Nothing but the lines from the line with "task: mark the region of the target" through the end of the data is to be copied, and each is to be copied exactly.

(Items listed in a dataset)
────

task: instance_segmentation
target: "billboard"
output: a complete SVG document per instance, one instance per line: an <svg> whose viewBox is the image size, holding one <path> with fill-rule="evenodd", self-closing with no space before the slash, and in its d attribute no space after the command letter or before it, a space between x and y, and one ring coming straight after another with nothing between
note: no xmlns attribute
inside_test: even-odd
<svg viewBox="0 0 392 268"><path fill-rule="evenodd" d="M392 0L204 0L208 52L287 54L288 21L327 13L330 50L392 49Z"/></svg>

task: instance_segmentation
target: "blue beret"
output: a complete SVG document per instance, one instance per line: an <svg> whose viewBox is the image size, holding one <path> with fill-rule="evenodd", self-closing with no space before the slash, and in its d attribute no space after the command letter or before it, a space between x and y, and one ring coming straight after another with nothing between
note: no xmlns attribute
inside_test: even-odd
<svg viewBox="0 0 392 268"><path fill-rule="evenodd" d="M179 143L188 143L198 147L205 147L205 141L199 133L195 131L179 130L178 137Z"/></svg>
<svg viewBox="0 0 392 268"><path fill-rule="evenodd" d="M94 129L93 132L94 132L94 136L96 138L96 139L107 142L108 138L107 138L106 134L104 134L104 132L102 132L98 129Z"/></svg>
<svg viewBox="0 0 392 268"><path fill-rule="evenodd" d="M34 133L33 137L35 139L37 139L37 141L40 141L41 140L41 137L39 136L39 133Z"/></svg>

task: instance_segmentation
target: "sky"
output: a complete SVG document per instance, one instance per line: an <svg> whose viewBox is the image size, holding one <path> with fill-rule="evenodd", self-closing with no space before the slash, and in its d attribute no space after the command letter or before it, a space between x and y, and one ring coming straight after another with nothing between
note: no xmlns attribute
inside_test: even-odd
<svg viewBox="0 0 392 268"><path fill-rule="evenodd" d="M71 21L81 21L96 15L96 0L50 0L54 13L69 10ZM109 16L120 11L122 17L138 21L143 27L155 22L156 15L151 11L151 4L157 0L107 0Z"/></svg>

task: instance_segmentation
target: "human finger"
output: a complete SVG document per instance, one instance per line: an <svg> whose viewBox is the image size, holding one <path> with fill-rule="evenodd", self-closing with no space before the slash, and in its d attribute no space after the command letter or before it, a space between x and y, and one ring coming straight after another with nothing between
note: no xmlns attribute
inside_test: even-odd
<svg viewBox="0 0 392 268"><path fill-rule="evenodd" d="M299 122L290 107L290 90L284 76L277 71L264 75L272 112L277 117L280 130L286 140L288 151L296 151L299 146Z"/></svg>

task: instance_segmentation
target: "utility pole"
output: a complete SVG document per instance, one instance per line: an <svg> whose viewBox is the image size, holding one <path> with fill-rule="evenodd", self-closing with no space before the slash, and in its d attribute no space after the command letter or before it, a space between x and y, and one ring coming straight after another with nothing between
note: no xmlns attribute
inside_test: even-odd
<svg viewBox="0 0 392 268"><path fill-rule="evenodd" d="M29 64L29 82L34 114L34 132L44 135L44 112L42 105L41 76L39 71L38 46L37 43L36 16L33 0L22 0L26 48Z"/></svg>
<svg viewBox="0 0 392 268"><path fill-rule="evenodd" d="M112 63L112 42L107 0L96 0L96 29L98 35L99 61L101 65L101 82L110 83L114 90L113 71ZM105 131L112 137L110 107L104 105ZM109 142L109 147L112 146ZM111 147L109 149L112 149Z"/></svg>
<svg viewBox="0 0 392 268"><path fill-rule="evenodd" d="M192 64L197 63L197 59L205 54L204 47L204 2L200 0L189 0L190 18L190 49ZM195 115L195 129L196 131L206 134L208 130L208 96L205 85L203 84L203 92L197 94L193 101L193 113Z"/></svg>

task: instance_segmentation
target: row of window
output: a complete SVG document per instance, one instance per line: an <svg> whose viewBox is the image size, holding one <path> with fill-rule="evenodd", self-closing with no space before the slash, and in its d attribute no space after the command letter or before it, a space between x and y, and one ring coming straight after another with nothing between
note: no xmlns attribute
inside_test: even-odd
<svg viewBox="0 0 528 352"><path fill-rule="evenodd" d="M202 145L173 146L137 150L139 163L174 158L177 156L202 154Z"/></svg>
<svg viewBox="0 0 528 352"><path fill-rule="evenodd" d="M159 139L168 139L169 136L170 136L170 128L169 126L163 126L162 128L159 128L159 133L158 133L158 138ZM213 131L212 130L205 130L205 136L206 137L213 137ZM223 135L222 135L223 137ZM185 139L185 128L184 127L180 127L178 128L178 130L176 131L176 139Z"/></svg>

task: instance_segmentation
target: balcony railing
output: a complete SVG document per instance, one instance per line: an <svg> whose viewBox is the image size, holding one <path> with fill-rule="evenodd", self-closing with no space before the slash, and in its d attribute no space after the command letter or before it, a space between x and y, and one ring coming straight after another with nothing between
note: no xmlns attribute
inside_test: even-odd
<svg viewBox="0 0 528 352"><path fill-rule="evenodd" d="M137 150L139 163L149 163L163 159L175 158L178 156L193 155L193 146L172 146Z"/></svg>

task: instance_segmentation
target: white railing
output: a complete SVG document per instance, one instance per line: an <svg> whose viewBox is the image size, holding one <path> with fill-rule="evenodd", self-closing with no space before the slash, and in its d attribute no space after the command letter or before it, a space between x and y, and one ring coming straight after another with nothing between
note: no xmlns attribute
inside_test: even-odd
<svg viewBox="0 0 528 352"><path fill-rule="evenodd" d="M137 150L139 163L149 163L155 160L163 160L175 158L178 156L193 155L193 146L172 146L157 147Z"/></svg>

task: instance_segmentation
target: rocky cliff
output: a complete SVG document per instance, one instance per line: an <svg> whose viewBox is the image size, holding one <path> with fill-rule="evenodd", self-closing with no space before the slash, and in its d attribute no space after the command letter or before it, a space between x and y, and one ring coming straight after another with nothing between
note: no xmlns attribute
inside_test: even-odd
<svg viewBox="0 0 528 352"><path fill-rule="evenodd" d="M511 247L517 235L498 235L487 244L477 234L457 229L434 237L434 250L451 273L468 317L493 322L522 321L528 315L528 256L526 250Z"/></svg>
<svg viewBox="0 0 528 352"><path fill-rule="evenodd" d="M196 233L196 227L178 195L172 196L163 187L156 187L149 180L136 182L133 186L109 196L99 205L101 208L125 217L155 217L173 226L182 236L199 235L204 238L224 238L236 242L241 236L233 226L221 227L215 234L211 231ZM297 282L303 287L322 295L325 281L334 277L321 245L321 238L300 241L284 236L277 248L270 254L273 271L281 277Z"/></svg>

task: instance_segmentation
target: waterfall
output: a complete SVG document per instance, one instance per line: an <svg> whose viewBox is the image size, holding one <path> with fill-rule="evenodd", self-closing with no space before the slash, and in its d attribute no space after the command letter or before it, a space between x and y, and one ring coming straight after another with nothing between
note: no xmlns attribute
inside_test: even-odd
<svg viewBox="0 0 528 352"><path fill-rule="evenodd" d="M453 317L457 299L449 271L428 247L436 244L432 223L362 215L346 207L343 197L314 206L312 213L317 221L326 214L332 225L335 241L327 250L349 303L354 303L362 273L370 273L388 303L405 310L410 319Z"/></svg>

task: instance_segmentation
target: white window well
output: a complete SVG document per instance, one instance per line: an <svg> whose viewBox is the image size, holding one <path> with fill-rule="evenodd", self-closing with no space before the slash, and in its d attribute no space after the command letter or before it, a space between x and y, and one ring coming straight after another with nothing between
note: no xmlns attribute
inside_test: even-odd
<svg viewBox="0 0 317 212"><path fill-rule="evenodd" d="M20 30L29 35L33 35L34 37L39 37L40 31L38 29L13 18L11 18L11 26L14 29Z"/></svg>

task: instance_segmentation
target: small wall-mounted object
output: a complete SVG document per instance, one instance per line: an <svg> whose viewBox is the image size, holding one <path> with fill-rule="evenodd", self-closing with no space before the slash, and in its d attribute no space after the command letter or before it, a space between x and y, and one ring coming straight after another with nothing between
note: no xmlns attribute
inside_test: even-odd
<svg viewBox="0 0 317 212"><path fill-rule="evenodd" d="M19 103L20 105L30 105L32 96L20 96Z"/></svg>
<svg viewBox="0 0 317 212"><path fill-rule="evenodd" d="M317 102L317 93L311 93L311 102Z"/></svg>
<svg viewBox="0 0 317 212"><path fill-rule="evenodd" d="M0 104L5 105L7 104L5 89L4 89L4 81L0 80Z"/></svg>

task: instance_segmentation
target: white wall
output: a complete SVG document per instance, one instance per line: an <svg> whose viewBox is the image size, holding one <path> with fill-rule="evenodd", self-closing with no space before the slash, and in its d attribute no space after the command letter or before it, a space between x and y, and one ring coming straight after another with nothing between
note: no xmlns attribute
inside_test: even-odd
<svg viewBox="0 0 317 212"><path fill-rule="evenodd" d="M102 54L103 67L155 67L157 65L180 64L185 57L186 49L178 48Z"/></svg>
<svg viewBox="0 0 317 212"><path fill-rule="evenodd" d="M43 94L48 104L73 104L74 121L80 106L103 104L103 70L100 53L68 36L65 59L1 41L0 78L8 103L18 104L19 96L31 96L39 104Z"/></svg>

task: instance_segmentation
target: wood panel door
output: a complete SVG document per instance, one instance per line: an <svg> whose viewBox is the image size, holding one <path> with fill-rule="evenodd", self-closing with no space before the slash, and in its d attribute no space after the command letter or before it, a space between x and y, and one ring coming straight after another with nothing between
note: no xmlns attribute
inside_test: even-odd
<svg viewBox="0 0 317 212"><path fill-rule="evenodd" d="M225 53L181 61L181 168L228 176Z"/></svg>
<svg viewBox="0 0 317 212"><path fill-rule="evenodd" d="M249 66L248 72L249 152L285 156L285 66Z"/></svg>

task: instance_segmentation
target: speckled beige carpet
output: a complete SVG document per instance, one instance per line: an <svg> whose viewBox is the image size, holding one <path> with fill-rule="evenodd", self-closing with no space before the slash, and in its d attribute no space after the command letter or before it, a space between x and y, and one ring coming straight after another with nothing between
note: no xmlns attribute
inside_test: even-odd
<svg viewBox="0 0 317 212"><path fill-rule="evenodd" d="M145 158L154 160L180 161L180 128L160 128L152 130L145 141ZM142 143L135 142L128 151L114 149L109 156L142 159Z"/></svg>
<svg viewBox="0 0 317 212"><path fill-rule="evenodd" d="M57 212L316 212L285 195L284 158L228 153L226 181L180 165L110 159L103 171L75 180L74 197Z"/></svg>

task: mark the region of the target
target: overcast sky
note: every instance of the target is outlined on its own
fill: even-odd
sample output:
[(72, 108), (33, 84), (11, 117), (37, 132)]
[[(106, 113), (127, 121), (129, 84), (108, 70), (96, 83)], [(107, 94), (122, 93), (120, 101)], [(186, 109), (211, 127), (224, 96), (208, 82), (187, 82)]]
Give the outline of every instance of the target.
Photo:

────

CORRECT RESPONSE
task: mark the region of the target
target: overcast sky
note: every instance of the target is outlined on its own
fill: even-odd
sample output:
[(72, 108), (33, 84), (11, 117), (37, 132)]
[[(106, 113), (127, 121), (129, 84), (108, 70), (96, 83)], [(107, 94), (122, 93), (120, 101)], [(186, 109), (211, 127), (224, 96), (208, 82), (187, 82)]]
Give the outline of every instance of the target.
Photo:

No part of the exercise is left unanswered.